Beckley, WV -- It is especially urgent that steps be taken to control mold which can develop following excessive water in your home, according to Dr. Henry G. Taylor, Commissioner for the West Virginia Bureau for Public Health. "When airborne mold spores are present in large numbers, they can trigger allergic reactions, asthma episodes, infections and other respiratory problems," he said. "In addition, exposure can cause development of an allergy to mold, resulting in long-term problems.

"People with asthma or pulmonary problems and those who are allergic to mold are especially vulnerable to mold related illness. It's important to clean and disinfect the contaminated area and remove the source of moisture, or mold growth will recur."

If you can see or smell mold, a mold problem likely exists. (Mold has a musty or earthy odor.) The first step in the clean-up process is to identify the source of the moisture and try to stop it. Then clean, disinfect and dry the moldy area.

  • Use a non-ammonia soap or detergent and hot water or a commercial cleaner.
  • Thoroughly scrub all contaminated surfaces with the soap or detergent. (Use a stiff brush to clean masonry walls.) It is best to use an excessive amount of cleaning solution.

## Activity
Pick up the West Virginia mold cleanup text after its last bullet point and keep it going. The items that come next are from a different source and are not part of the mold cleanup text.

## Record set
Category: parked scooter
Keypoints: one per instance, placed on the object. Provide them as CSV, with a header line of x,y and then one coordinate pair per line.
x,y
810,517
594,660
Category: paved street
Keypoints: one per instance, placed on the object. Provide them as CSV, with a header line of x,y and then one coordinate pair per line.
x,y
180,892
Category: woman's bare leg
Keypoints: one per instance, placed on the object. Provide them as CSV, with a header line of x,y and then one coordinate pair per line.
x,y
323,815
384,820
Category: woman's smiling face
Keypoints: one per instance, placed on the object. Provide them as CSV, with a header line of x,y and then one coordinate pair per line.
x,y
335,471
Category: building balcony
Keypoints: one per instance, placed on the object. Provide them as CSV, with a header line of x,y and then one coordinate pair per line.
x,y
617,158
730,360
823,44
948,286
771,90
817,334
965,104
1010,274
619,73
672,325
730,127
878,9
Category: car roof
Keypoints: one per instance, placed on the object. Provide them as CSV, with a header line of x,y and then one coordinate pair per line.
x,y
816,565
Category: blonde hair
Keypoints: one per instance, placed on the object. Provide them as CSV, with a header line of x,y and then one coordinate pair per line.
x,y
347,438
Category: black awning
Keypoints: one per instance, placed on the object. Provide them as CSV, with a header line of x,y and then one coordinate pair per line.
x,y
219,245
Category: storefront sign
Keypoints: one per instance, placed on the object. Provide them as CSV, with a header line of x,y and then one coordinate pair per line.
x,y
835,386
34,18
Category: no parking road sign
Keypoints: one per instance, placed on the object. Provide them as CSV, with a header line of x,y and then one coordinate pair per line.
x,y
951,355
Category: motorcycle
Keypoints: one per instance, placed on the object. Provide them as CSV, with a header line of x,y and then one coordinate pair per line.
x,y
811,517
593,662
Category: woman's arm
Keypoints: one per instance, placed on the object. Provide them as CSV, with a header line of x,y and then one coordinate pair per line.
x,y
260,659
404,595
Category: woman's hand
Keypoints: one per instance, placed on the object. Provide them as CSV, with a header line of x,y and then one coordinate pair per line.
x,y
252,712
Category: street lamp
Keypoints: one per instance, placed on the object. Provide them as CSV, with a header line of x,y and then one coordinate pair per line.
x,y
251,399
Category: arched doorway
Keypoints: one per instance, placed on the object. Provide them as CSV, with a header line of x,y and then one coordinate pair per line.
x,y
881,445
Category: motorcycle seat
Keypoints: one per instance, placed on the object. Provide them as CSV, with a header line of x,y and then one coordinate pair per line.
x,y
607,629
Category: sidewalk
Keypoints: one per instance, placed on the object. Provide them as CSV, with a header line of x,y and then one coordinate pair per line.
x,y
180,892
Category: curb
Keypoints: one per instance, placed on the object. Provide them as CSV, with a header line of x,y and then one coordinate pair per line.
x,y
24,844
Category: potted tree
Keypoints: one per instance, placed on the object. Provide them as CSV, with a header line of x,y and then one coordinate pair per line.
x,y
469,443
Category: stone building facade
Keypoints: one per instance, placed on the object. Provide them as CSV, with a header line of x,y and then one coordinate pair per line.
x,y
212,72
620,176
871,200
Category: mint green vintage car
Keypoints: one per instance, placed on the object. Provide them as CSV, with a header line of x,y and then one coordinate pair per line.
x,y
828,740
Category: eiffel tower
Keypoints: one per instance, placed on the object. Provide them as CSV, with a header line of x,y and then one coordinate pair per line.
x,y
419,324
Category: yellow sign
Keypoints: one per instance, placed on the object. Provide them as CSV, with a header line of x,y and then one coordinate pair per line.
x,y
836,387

## Output for this exercise
  • Rinse all objects with clean water.

Moist, fibrous materials and stagnant water provide the ideal climate for mold growth. Molds can infiltrate dry wall, carpeting and insulation. These materials generally should be discarded if they become saturated.

After cleaning, apply a disinfectant solution of household bleach to the surface (one to two cups bleach per gallon of water.) The bleach solution can be applied with a garden sprayer or wiped on with a sponge or rag. Be sure to wet the studs, wall cavities, and floors thoroughly. Use a wet-dry vacuum to collect extra bleach solution. Allow the bleach solution to dry naturally for a six to eight-hour time period.

The bleach solution should not be removed or dried quickly because extended contact time is important.

  • Never mix bleach with ammonia because the fumes are toxic.
  • Wear eye protection and rubber gloves when working with bleach.
  • Ventilate the area well by opening doors and windows.

When working around moldy areas, use respiratory protection. People vary in their susceptibility, but almost anyone who breathes enough mold spores will have an adverse reaction. Such reactions may include tightening in the chest, flu-like symptoms or even more severe reactions.

For more information about flood clean-up procedures, call your county health department or call the Bureau's Public Health Sanitation Division at 304-558-2981 or 1-800-922-1255.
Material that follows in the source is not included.